# Start of LISTING

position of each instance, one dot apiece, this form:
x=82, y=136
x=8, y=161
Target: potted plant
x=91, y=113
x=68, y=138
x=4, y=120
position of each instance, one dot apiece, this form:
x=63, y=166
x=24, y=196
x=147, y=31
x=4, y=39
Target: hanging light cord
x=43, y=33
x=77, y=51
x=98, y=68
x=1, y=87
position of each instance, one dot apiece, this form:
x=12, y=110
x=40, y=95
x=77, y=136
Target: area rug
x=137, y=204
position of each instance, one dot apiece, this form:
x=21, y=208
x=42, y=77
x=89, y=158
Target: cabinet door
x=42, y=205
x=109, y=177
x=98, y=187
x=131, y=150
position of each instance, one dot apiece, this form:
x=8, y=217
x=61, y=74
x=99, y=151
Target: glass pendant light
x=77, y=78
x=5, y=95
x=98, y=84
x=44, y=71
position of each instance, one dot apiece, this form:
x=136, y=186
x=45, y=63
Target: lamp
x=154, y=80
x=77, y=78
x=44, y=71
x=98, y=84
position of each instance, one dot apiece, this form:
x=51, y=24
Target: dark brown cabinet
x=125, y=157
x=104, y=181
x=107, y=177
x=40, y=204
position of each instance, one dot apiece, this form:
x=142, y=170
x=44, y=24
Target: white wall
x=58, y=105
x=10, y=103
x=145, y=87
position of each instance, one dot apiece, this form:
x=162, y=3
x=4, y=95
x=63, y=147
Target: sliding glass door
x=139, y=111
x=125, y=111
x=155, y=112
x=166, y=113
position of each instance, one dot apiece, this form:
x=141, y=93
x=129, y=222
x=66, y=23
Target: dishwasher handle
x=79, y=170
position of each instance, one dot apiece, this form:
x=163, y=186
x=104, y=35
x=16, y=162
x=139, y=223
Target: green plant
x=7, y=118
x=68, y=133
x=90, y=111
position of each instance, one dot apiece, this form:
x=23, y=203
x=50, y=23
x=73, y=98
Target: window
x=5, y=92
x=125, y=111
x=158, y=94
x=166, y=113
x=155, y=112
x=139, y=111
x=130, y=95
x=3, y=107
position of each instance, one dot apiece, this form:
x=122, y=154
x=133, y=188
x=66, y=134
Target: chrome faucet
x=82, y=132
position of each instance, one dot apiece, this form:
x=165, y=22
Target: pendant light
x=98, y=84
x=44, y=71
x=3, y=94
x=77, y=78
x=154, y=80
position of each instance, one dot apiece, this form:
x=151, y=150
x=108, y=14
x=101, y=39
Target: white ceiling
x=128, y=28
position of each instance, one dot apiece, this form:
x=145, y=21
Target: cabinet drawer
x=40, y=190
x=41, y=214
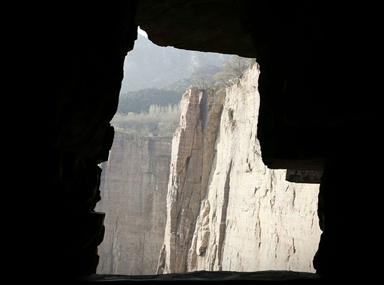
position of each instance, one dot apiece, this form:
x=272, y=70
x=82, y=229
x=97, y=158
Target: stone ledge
x=258, y=276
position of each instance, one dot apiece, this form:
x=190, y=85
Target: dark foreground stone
x=290, y=277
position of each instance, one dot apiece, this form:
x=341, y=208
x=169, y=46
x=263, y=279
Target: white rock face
x=225, y=209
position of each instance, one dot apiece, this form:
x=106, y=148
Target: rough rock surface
x=133, y=190
x=225, y=209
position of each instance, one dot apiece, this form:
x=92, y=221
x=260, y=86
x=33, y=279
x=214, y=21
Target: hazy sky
x=141, y=32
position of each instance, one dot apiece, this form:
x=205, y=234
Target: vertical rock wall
x=225, y=209
x=133, y=190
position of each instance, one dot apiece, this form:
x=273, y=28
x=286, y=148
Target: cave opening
x=311, y=114
x=135, y=179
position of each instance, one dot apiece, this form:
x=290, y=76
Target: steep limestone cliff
x=225, y=209
x=133, y=190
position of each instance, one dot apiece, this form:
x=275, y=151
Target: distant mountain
x=152, y=66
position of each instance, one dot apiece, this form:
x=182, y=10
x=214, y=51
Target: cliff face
x=225, y=209
x=133, y=190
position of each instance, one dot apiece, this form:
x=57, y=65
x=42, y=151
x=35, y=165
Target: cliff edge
x=225, y=209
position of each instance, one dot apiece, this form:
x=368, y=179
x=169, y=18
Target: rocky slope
x=152, y=66
x=133, y=190
x=225, y=209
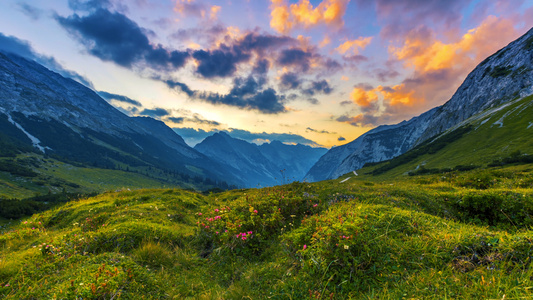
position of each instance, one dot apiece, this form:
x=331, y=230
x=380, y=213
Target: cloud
x=254, y=137
x=360, y=120
x=155, y=113
x=321, y=86
x=30, y=11
x=296, y=58
x=354, y=46
x=13, y=45
x=124, y=99
x=364, y=97
x=192, y=8
x=195, y=136
x=400, y=16
x=248, y=94
x=290, y=81
x=195, y=118
x=80, y=5
x=172, y=84
x=218, y=63
x=285, y=18
x=114, y=37
x=192, y=136
x=309, y=129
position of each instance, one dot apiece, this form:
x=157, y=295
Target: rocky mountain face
x=266, y=165
x=63, y=118
x=504, y=76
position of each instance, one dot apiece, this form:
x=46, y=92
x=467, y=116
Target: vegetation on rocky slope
x=457, y=235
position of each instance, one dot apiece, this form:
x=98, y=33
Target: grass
x=459, y=235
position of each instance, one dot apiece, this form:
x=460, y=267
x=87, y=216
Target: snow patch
x=35, y=141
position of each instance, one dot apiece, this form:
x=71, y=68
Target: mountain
x=495, y=137
x=266, y=165
x=65, y=120
x=502, y=77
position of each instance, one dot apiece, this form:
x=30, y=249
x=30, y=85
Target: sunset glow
x=320, y=72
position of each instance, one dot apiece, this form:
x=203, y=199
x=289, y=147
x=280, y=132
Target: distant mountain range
x=53, y=116
x=502, y=77
x=266, y=165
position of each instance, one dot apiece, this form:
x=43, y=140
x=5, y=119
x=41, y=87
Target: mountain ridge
x=499, y=78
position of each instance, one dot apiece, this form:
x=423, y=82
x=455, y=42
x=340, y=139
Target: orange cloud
x=214, y=12
x=326, y=41
x=470, y=49
x=303, y=14
x=354, y=45
x=363, y=98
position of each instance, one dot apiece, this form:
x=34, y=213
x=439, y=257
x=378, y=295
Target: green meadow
x=448, y=235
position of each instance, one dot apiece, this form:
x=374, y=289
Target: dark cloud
x=88, y=5
x=290, y=81
x=219, y=63
x=361, y=120
x=247, y=94
x=319, y=131
x=321, y=86
x=155, y=113
x=114, y=37
x=30, y=11
x=296, y=58
x=261, y=67
x=109, y=97
x=260, y=43
x=197, y=119
x=355, y=58
x=346, y=102
x=364, y=86
x=282, y=137
x=192, y=136
x=400, y=16
x=177, y=85
x=332, y=65
x=208, y=35
x=13, y=45
x=177, y=120
x=195, y=136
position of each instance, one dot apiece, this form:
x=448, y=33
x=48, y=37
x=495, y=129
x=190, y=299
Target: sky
x=319, y=73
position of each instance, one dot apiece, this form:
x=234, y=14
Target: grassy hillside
x=29, y=174
x=462, y=236
x=495, y=137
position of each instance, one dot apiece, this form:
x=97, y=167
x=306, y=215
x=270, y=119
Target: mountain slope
x=497, y=136
x=266, y=165
x=68, y=121
x=500, y=78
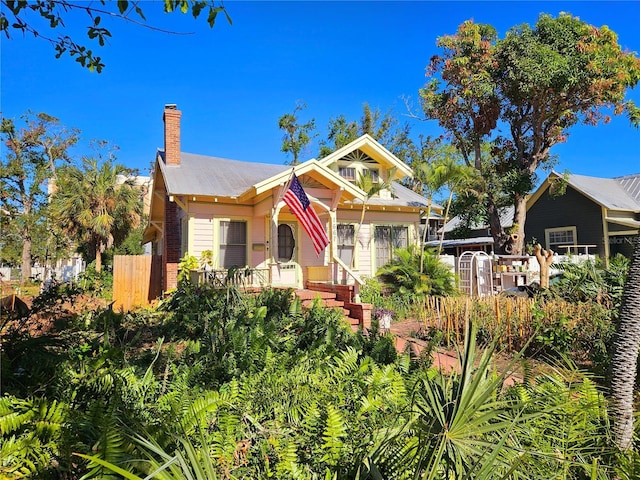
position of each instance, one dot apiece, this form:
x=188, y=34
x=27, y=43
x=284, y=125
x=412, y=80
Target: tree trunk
x=425, y=234
x=98, y=256
x=500, y=239
x=625, y=356
x=545, y=259
x=519, y=219
x=26, y=258
x=446, y=215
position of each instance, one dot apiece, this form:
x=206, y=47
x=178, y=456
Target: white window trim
x=216, y=238
x=410, y=235
x=547, y=231
x=356, y=248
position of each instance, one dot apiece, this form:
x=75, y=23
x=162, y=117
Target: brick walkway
x=446, y=360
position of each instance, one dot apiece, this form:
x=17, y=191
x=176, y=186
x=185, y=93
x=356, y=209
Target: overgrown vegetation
x=214, y=383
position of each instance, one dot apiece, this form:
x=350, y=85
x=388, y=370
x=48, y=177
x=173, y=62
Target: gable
x=610, y=193
x=363, y=154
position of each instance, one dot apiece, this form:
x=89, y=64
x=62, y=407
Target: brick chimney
x=171, y=119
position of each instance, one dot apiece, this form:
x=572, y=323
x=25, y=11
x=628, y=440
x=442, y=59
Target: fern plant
x=30, y=435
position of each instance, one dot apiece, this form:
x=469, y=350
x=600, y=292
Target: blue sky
x=233, y=82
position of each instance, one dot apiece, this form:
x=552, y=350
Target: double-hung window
x=557, y=237
x=345, y=242
x=387, y=239
x=233, y=243
x=348, y=173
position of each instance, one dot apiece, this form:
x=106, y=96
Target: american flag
x=301, y=207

# End of LISTING

▶ WHAT NEEDS TO BE DONE: Shift every point listed under a "Target:" line in the recorded data above by adding 10 to both its x and y coordinates. Write out the lines starting at the first line and ending at the line containing "x=90, y=111", with every other line kept as it is.

▶ COMPLETED TASK:
position of each instance, one dot apiece, this form:
x=82, y=136
x=8, y=161
Target: potted plant
x=101, y=123
x=78, y=148
x=14, y=130
position of each instance, one dot apiece, this form:
x=63, y=166
x=24, y=196
x=147, y=31
x=4, y=39
Target: hanging light cord
x=53, y=43
x=87, y=61
x=108, y=78
x=11, y=97
position of each instance, one dot apiece, this form:
x=12, y=110
x=40, y=95
x=77, y=136
Target: area rug
x=147, y=214
position of each instance, one dot apiece, this form:
x=21, y=208
x=42, y=77
x=89, y=158
Target: cabinet door
x=52, y=215
x=119, y=187
x=108, y=197
x=141, y=160
position of each instance, one dot apiece, this form:
x=8, y=217
x=61, y=74
x=99, y=151
Target: glass pendant light
x=87, y=88
x=15, y=105
x=108, y=94
x=54, y=81
position of each instance, one dot apiece, this form:
x=136, y=186
x=45, y=63
Target: lamp
x=164, y=90
x=87, y=88
x=54, y=81
x=108, y=94
position of each instance, one dot apiece, this form:
x=51, y=24
Target: dark brown cabinet
x=135, y=167
x=114, y=191
x=117, y=187
x=50, y=214
position of each instance, one dot apiece, this form:
x=142, y=170
x=44, y=24
Target: white wall
x=68, y=115
x=20, y=113
x=155, y=97
position of each instance, one dot apiece, this form:
x=162, y=3
x=4, y=95
x=63, y=147
Target: sliding glass door
x=149, y=121
x=135, y=121
x=165, y=122
x=176, y=123
position of each instance, one dot apiece, this form:
x=141, y=93
x=129, y=222
x=66, y=23
Target: dishwasher handle
x=89, y=180
position of each instance, one dot apiece, this form:
x=163, y=186
x=104, y=35
x=16, y=162
x=139, y=223
Target: green plant
x=17, y=128
x=78, y=143
x=100, y=121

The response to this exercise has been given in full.